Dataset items
-*-

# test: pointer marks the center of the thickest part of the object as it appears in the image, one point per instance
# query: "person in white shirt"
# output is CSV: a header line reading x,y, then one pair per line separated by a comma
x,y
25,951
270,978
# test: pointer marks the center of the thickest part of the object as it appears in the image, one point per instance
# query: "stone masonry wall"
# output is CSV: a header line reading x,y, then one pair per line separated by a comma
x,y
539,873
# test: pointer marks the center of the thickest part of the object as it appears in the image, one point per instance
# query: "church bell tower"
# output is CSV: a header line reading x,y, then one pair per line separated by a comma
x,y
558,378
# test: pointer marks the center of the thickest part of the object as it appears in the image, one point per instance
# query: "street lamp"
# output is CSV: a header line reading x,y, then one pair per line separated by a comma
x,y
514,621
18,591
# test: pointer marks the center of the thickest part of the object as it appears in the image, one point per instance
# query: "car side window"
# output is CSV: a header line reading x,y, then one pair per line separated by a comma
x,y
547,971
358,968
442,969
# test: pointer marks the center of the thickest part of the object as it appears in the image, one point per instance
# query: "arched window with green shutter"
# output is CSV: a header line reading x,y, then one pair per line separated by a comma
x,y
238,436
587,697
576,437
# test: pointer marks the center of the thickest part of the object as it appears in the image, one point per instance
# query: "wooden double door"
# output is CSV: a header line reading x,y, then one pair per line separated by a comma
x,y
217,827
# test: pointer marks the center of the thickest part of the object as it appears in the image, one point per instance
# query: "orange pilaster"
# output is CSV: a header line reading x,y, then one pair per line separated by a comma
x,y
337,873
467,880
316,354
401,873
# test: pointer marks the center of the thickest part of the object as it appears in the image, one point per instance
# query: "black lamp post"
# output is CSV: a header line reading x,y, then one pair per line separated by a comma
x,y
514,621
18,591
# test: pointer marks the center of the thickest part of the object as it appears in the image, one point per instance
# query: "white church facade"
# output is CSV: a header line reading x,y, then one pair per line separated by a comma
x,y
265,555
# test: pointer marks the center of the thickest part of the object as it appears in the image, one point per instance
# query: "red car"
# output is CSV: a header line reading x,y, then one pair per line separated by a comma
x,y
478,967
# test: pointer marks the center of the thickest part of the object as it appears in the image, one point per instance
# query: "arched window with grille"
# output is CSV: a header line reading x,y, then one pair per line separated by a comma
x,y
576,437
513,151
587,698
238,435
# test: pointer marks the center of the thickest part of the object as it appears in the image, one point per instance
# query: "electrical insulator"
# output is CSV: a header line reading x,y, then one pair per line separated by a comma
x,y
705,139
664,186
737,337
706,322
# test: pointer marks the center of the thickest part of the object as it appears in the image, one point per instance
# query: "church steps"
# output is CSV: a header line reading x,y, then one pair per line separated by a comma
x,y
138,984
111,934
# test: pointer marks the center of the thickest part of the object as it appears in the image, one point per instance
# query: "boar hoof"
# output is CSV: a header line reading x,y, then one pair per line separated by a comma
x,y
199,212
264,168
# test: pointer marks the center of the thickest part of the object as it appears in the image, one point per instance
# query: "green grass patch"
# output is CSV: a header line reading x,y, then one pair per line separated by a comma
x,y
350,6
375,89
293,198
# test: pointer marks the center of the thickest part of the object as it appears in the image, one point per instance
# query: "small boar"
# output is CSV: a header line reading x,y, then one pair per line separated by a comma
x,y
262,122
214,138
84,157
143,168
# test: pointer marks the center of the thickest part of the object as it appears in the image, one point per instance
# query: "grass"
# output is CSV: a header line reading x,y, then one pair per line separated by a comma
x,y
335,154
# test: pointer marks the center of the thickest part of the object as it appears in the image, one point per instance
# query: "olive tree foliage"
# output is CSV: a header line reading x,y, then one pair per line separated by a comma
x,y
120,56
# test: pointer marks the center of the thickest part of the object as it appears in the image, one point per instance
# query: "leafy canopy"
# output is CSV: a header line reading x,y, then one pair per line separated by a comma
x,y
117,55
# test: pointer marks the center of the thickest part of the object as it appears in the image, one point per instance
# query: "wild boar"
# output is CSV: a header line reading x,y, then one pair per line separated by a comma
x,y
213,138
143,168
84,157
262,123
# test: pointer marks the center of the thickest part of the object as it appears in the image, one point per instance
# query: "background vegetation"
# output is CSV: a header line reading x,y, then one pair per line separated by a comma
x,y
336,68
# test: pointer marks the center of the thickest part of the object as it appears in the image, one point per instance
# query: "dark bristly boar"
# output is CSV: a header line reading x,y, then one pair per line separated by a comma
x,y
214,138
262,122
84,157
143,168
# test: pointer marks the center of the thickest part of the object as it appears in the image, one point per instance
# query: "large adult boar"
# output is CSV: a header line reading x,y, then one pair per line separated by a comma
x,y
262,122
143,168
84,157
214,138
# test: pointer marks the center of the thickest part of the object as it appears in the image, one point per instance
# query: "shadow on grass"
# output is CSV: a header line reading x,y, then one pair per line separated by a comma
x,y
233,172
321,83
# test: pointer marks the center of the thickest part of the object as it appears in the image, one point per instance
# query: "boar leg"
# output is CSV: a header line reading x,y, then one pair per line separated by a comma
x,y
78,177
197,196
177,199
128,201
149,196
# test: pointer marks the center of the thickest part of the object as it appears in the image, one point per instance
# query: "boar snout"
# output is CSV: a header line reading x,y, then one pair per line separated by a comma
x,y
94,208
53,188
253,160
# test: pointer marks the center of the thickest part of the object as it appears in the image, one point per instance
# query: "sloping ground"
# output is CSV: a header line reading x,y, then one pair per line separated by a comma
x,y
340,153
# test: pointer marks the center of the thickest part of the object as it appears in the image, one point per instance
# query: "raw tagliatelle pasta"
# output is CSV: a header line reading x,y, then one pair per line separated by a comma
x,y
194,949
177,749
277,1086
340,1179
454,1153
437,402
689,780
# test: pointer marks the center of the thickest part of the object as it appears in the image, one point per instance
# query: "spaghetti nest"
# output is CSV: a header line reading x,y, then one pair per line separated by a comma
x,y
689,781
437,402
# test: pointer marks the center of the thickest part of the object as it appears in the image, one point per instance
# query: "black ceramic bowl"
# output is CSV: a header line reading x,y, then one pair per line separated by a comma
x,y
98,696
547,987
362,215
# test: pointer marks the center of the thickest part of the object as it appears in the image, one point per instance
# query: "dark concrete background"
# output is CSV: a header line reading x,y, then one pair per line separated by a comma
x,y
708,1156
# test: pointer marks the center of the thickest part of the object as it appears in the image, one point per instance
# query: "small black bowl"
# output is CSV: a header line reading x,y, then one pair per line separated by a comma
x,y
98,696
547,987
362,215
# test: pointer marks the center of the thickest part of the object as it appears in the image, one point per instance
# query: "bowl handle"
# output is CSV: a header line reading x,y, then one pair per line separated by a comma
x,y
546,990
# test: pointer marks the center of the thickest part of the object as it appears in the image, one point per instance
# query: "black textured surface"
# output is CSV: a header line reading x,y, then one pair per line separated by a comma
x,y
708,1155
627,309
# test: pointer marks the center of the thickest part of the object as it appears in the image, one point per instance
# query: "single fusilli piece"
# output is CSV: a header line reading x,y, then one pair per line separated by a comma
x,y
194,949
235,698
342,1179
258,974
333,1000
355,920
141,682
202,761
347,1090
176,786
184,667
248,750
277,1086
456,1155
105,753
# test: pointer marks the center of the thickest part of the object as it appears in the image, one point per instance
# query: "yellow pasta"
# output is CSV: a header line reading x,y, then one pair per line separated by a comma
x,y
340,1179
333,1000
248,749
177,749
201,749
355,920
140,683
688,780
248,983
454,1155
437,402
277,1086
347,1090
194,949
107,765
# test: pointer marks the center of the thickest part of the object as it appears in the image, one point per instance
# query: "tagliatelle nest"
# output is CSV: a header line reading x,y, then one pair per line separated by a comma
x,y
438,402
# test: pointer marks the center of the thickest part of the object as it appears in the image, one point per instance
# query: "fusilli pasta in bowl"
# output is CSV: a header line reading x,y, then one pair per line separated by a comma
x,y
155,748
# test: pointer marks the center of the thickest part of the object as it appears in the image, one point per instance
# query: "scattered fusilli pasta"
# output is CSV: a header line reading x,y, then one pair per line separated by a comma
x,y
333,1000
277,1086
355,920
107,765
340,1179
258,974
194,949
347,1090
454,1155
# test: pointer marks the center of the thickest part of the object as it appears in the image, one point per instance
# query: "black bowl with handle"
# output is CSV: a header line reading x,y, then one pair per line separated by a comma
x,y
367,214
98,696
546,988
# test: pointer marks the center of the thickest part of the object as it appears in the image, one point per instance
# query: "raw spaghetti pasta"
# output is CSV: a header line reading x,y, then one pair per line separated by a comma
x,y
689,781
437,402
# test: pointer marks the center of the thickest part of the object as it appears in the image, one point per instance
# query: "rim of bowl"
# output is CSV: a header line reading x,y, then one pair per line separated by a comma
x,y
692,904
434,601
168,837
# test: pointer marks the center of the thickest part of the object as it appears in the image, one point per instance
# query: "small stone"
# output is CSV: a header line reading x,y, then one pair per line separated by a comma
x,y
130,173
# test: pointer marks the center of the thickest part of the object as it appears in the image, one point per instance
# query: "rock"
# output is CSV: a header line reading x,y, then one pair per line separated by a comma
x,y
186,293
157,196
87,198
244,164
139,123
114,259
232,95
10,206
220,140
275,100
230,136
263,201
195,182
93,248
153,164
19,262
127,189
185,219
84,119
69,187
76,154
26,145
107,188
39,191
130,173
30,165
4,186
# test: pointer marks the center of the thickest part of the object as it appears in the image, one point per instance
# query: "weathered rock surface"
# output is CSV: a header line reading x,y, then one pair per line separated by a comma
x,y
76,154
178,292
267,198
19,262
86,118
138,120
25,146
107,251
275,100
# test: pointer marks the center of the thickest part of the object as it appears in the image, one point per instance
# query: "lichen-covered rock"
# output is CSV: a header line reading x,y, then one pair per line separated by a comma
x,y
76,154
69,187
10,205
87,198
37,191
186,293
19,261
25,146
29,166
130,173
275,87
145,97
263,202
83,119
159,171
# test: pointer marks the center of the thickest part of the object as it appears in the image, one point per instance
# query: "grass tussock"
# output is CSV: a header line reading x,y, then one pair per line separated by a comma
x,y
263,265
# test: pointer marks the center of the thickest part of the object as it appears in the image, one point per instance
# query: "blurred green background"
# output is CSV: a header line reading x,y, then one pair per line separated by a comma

-*-

» **What is needed**:
In the data above, which lines include "black"? Return those lines.

» **Solution to the problem**:
# query: "black lamp post"
# query: "black ceramic bowl"
# query: "small black bowl"
# query: "black textured surface"
# query: "black bowl with handle"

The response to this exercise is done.